(Information given begins)
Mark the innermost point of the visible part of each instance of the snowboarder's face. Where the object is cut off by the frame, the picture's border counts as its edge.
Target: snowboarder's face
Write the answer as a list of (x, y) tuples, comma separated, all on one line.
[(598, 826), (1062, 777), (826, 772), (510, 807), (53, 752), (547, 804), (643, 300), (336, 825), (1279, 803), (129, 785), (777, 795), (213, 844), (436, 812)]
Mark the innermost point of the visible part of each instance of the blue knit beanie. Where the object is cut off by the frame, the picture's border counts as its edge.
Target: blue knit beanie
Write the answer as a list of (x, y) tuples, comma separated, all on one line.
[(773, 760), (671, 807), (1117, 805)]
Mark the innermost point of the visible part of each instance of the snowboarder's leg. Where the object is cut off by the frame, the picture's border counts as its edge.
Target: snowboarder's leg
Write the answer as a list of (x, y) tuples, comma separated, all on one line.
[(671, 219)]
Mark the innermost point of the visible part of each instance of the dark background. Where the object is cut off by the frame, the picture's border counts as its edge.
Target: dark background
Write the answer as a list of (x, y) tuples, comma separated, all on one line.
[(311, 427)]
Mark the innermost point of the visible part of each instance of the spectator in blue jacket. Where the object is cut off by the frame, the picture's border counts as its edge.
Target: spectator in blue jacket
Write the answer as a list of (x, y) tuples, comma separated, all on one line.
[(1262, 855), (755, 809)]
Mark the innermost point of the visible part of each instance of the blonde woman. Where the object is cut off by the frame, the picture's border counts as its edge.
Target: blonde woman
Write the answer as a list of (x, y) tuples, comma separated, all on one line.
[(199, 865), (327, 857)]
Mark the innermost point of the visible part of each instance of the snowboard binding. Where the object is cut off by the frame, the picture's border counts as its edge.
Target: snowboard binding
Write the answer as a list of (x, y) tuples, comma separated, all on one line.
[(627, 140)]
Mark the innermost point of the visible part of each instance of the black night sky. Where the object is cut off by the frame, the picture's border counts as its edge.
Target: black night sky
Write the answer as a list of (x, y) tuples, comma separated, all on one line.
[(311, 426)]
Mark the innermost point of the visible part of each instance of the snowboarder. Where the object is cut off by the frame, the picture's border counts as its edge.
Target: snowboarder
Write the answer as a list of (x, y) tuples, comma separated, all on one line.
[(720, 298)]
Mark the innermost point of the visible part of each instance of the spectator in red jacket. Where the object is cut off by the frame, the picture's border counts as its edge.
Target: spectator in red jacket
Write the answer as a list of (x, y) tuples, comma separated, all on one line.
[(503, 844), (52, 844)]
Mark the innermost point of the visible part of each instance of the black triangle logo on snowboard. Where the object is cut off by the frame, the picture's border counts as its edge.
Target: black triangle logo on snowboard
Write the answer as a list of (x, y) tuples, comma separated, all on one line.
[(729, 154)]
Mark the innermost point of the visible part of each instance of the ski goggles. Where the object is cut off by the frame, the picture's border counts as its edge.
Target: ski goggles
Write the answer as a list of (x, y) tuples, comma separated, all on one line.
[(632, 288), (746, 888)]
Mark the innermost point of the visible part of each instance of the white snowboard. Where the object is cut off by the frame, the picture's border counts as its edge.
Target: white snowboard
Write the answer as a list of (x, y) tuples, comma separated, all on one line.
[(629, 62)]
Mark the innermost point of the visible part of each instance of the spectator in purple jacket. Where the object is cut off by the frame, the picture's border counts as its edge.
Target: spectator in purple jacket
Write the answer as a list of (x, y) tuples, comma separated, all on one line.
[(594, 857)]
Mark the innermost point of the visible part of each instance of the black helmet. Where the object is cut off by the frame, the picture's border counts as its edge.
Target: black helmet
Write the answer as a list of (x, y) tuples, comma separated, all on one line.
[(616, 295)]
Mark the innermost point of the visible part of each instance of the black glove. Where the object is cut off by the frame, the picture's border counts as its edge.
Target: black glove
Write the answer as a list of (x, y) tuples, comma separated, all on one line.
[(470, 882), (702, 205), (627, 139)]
(Information given ends)
- _About this exercise_
Copy every line of the data where "triangle" is found.

- _Answer section_
Mark the innermost point of the visible part of each instance of the black triangle logo on snowboard. Where the object is cut off by the frame, the picture's border counts as its edge.
Target: black triangle logo on snowboard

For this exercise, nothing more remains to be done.